What you will do: Return every record verbatim.

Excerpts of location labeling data
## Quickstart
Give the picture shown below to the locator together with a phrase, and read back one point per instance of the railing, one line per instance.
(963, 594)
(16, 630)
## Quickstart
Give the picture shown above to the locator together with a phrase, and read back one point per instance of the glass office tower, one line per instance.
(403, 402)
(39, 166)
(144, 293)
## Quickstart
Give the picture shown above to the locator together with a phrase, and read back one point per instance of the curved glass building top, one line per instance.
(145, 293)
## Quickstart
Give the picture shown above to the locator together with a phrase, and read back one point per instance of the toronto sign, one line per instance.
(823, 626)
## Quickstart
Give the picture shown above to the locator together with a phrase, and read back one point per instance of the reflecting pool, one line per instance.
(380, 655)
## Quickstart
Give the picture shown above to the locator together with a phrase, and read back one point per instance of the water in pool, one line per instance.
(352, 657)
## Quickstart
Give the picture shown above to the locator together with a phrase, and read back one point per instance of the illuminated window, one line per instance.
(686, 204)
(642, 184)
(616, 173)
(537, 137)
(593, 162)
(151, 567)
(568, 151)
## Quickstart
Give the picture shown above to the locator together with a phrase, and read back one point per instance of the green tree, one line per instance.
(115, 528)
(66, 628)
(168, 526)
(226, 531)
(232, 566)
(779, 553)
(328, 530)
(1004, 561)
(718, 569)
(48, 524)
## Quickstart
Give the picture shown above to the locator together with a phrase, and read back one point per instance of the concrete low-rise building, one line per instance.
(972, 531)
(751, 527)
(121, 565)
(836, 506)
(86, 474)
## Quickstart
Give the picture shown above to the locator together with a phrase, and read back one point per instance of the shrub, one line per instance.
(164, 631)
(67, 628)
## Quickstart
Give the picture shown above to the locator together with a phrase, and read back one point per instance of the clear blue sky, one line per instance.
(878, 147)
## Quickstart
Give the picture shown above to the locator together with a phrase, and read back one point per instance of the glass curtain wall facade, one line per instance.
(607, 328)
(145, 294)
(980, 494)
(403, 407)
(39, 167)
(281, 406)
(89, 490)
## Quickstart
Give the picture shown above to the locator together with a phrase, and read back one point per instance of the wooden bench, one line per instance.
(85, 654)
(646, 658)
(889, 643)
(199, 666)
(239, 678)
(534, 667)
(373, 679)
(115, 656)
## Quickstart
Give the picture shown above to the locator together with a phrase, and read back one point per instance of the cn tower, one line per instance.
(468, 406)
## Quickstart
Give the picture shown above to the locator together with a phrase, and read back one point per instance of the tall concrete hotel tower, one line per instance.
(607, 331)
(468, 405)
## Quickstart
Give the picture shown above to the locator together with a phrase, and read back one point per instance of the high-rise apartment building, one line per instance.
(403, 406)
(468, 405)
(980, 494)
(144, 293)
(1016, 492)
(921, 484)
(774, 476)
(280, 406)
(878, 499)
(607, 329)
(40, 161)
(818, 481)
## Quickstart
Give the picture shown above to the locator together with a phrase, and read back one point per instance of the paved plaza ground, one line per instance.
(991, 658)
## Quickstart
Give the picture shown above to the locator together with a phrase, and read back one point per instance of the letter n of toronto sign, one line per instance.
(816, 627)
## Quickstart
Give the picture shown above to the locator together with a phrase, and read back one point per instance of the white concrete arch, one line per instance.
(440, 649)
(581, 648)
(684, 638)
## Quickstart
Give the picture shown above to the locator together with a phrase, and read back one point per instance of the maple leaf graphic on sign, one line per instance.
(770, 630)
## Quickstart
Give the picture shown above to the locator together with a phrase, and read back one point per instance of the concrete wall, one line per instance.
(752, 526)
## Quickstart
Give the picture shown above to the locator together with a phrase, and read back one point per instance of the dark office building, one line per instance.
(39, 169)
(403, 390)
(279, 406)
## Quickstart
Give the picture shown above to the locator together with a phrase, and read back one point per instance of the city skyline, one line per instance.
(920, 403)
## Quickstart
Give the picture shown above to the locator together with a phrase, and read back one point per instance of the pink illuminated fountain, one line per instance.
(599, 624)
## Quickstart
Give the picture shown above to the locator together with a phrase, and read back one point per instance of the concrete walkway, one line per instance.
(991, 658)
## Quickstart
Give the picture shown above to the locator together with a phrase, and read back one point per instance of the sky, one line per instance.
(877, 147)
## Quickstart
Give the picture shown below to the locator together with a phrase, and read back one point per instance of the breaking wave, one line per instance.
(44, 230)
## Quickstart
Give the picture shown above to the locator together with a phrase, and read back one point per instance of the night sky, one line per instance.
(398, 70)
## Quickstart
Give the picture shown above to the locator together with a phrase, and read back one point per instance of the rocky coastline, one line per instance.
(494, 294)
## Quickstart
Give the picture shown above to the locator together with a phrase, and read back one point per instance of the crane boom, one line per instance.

The completed task:
## Quickstart
Give the picture shown below to the locator together with a phrase, and read back one point per instance of the railing, one line per instance.
(963, 594)
(16, 630)
## Quickstart
Give the picture shown above to the locator together with a phrase, and read back one point per instance of the glass office tower, one line per instance.
(403, 402)
(39, 166)
(144, 293)
## Quickstart
Give the picture shown above to the locator together with a phrase, and read back one point per instance of the curved glass building top, one line per instance.
(145, 293)
## Quickstart
Give the picture shown above to the locator together with a phrase, and read back one point per instance of the toronto sign, one line per instance.
(823, 626)
## Quickstart
Give the picture shown above to the locator together with a phrase, and read back one point per instance of the reflecting pool, one line per instance.
(380, 655)
## Quickstart
Give the picture shown above to the locator together with a phrase, and read back one point per instance of the water in pool, one line per instance.
(352, 657)
## Quickstart
Give the picture shown above to the locator together with a phrase, and read back one point per instance of the illuminated window, one line per instance.
(686, 204)
(642, 184)
(616, 173)
(537, 137)
(593, 162)
(151, 567)
(568, 151)
## Quickstart
Give the picture shown above to the locator together with a phrase, and read back one point per instance of the green tree, one line per instance.
(115, 528)
(66, 628)
(168, 526)
(226, 531)
(232, 566)
(779, 553)
(328, 530)
(1004, 561)
(718, 569)
(48, 524)
## Quickstart
Give the picture shown above to the locator together with a phrase, and read back one point per instance of the concrete low-rise building, one line per instance.
(972, 531)
(751, 527)
(121, 565)
(836, 506)
(86, 474)
## Quickstart
Give the picture shown above to the locator together with a phrase, and read back one point per instance of the shrub, one line per instance.
(164, 631)
(67, 628)
## Quickstart
Give the picture shown above to the locator together with a phrase, and read back one point per instance of the clear blue sky, one line per instance.
(878, 147)
## Quickstart
Give the picture shown above to the locator together with a phrase, and read back one point per instance of the glass curtain wall facade, one line per instance.
(607, 328)
(145, 294)
(980, 494)
(403, 407)
(39, 167)
(281, 406)
(89, 490)
## Quickstart
Give the picture shown above to the locator together with a phrase, and read back one point per instance of the wooden bench, one line per instance.
(85, 654)
(646, 658)
(889, 643)
(199, 666)
(239, 678)
(534, 667)
(373, 679)
(115, 656)
## Quickstart
Give the picture shown above to the locator together with a phrase, and read back one point per instance of the cn tower, one line per instance.
(468, 406)
## Quickstart
Give the picture shown above to the locator together with a phrase, and read back one point per instance of the tall concrete hotel tower, one line per instance.
(607, 331)
(468, 405)
## Quickstart
Give the picture shown above to the locator together with a phrase, and read back one point per instance of the high-rise apartment building, one line per instance.
(403, 406)
(468, 405)
(980, 494)
(144, 293)
(1016, 492)
(921, 484)
(774, 476)
(280, 406)
(878, 499)
(607, 329)
(40, 161)
(818, 481)
## Quickstart
Give the picture shown above to the locator together with a phrase, and read back one point per instance of the paved plaza ground, one line per instance.
(991, 658)
## Quickstart
Give the picture shown above to the locator together with a phrase, and read back one point per instance of the letter n of toronto sign, one line per instance.
(816, 627)
## Quickstart
Give the picture shown above to the locator together with a phrase, and read back one point per instance of the white concrete arch, one line per instance.
(440, 649)
(581, 648)
(684, 638)
## Quickstart
Give the picture shown above to the locator together with a phrase, and read back one point per instance of the maple leaf graphic on sign, one line per instance.
(770, 630)
## Quickstart
Give the picture shown above to the locator together with a phrase, and read back one point per instance of the concrete wall, one line per instance.
(752, 526)
## Quickstart
Give the picture shown above to the locator together with a phrase, and read back one point per instance of the dark office building, one line per instance.
(39, 169)
(403, 390)
(279, 406)
## Quickstart
Give the picture shown above to the locator together with a phrase, and read back one point per instance of the city skyline, one line per instance.
(920, 403)
## Quickstart
Give the picture shown above to the locator together with a phrase, and read back one point per instance of the pink illuminated fountain, one line per instance.
(599, 624)
## Quickstart
Give the picture shown above to the locator together with a phrase, and read back one point per instance of the concrete walkway, one line per instance.
(991, 658)
## Quickstart
Give the picture shown above to the locator together with a phrase, and read back one point per instance of the sky, one line per instance.
(877, 147)
## Quickstart
Give the picture shown below to the locator together with a phrase, and read back one point per instance of the breaking wave, one line per instance.
(44, 230)
## Quickstart
Give the picture shown above to the locator together with a phrase, and read back one point per instance of the night sky, one line per instance.
(398, 70)
## Quickstart
Give the picture shown above to the locator together with a phrase, and read back one point per instance of the rocky coastline, one line per instance.
(494, 294)
## Quickstart
Give the picture shown above to the locator together with a phrase, and read back one point per instance of the crane boom, one line per instance.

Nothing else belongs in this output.